--- INPUT RECORDS Enclosed Below ---

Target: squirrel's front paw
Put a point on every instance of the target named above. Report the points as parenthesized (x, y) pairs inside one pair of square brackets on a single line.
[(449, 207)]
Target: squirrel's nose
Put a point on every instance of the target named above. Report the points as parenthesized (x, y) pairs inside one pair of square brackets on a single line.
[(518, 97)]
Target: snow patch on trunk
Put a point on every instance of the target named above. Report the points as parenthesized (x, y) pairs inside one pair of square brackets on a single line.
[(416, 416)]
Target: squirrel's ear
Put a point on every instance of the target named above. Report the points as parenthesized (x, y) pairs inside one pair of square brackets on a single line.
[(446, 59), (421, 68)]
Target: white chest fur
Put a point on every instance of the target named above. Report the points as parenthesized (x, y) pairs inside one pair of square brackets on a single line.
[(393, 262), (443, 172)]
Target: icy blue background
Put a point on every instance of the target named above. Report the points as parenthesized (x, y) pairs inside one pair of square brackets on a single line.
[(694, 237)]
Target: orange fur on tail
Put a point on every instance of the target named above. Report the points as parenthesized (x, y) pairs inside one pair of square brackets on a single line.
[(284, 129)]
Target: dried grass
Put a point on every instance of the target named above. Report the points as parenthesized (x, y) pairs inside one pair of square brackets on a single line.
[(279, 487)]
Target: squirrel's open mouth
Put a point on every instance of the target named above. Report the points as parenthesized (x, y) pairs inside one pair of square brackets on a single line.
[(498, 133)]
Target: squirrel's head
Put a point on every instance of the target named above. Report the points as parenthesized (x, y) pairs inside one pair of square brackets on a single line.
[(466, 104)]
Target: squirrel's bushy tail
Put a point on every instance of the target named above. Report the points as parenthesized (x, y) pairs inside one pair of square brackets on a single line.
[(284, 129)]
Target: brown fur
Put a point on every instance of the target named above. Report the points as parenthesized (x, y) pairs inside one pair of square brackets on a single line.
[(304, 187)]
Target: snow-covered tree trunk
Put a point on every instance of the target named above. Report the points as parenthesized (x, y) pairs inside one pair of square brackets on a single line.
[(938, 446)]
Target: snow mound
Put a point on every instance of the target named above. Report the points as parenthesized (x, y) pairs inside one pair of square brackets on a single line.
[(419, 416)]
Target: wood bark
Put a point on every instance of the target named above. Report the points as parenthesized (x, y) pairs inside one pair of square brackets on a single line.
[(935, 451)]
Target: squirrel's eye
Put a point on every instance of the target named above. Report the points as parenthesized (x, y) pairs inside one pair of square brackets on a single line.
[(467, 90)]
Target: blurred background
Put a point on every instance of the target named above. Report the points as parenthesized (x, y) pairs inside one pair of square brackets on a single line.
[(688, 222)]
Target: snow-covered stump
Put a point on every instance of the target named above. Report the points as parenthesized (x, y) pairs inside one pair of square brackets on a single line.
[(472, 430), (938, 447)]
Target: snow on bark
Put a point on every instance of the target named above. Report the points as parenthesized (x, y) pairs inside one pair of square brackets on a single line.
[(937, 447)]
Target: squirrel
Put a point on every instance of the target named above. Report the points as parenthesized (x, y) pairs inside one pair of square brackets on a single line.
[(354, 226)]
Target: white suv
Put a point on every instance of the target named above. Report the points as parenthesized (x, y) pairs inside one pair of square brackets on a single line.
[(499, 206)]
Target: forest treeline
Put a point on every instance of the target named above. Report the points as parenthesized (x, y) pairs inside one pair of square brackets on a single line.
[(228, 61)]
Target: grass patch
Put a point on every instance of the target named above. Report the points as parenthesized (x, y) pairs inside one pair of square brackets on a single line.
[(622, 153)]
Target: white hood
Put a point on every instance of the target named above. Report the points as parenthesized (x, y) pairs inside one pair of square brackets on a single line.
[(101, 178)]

--- End of Enclosed INPUT RECORDS ---

**DIRECTIONS**
Return every record, word for word.

**YOUR SOLUTION**
Target: squirrel's front paw
Put a point on every instance of the target named above. Report the points as parenthesized (x, y) pairs inside one pair of square brackets on a single line.
[(449, 207)]
Target: squirrel's nose
Put a point on every instance of the target named above. Report the points as parenthesized (x, y) pairs inside one pair of square brackets on a single line.
[(518, 97)]
Target: snow patch on trunk
Put a point on every instance of the target named above. Report the points as parenthesized (x, y) pairs inside one pair of square brackets on a single line.
[(416, 416)]
Target: squirrel's ear
Put a point on every instance of the target named above. Report the points as parenthesized (x, y) pairs inside one pair of square brackets on a single line.
[(446, 59), (421, 68)]
Target: white chest fur
Put a point on every instance of the target named above. Report the points as parenthesized (x, y) pairs inside one pair of square brackets on a single line.
[(393, 262), (443, 172)]
Target: icy blue background
Put a point on every instance of the target named above. Report the points as parenthesized (x, y) pairs inside one pair of square brackets on a single line.
[(694, 237)]
Target: orange fur on tail
Put a point on every instance of the target named above. Report the points as parenthesized (x, y) pairs inside one pair of square brackets on a single line.
[(284, 129)]
Target: dried grass
Put a point on every instance of the target named above. Report the points as parenthesized (x, y) pairs inside one pair of square brackets on a single line.
[(279, 487)]
Target: squirrel's open mouth
Put a point on every instance of the target named above. Report the points as parenthesized (x, y) pairs inside one pair of square brackets on a single line.
[(498, 133)]
Target: squirrel's head
Put a point on every instance of the target named above. Report the points as parenthesized (x, y) pairs inside one pair of square brackets on a single line.
[(466, 104)]
Target: squirrel's bushy tail
Put a point on every instance of the target named above. Report the points as parenthesized (x, y) pairs inside one pair of square brackets on a single line.
[(284, 129)]
Target: brown fur
Put a point on every instance of the target named above. Report the points as parenthesized (x, y) pairs inside one pair of square brackets on a single line.
[(304, 187)]
Target: snow-covered tree trunk
Put a point on every instance of the target named above. Report the points as parenthesized (x, y) pairs inside one pair of square brackets on a single line.
[(938, 446)]
Target: snow mound
Put a point on every instance of the target named above. Report the points as parenthesized (x, y) pairs inside one pair of square brackets on a single line.
[(419, 416)]
Target: wood bark
Put a point on every instance of the target named above. Report the points as parenthesized (x, y) pairs inside one pair of square brackets on a single line.
[(935, 451)]
Target: squirrel's eye
Put a point on every instance of the target named above. Report the points as parenthesized (x, y) pairs inside one pair of square brackets on a single line.
[(467, 90)]
Target: blurred background
Put a point on every instance of the target named above. Report the points as parenthesized (x, y) pairs inside one pair of square brackets on a single line.
[(688, 222)]
Target: snow-covered stump
Put a point on every instance of the target named above. Report the points as parenthesized (x, y) pairs inside one pair of square brackets on a single line.
[(472, 430), (938, 447)]
Target: snow on bark
Put a point on every instance of the target named above. Report the points as parenthesized (x, y) pairs inside one pair of square brackets on a single line.
[(937, 447)]
Target: squirrel
Put a point on every instance of the target named above. Report the points as parenthesized (x, y) pairs inside one pair of square brackets on a single line.
[(354, 226)]
Target: white suv
Put a point on every instance of the target named above. Report the points as parenthesized (x, y) pairs inside one pair of square brackets on a single line.
[(499, 206)]
Target: forest treeline
Put a point on every instance of the target named above. Report the points as parenthesized (x, y) pairs inside one pair of square brackets on a single line.
[(228, 61)]
Target: grass patch
Put a point on every instance of the target named above. Report the points as parenthesized (x, y) pairs inside one pair of square brackets on a single line.
[(622, 153)]
Target: white hood
Put a point on every instance of the target named above. Report the points as parenthesized (x, y) pairs inside one pair of square brackets on a single line.
[(101, 178)]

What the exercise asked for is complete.